Work required ▸
Put every line of the data below into a Markdown table with the columns "No." and "Line," numbering the rows and skipping blank lines. Leave out the pictures.

Stored records ▸
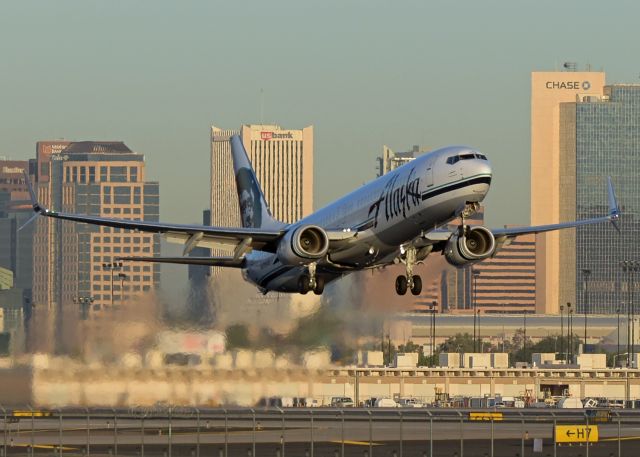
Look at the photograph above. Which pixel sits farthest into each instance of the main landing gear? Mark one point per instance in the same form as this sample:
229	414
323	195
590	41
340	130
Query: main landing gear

Complete answer ▸
| No. | Line |
|---|---|
| 1 | Look at the photograph above. Which pixel sits farthest into each instance of the main landing gear? Mark one point per instance in the same form as this sample: |
| 2 | 229	414 |
| 3 | 323	195 |
| 4 | 590	41 |
| 5 | 340	130 |
| 6 | Query: main landing gear |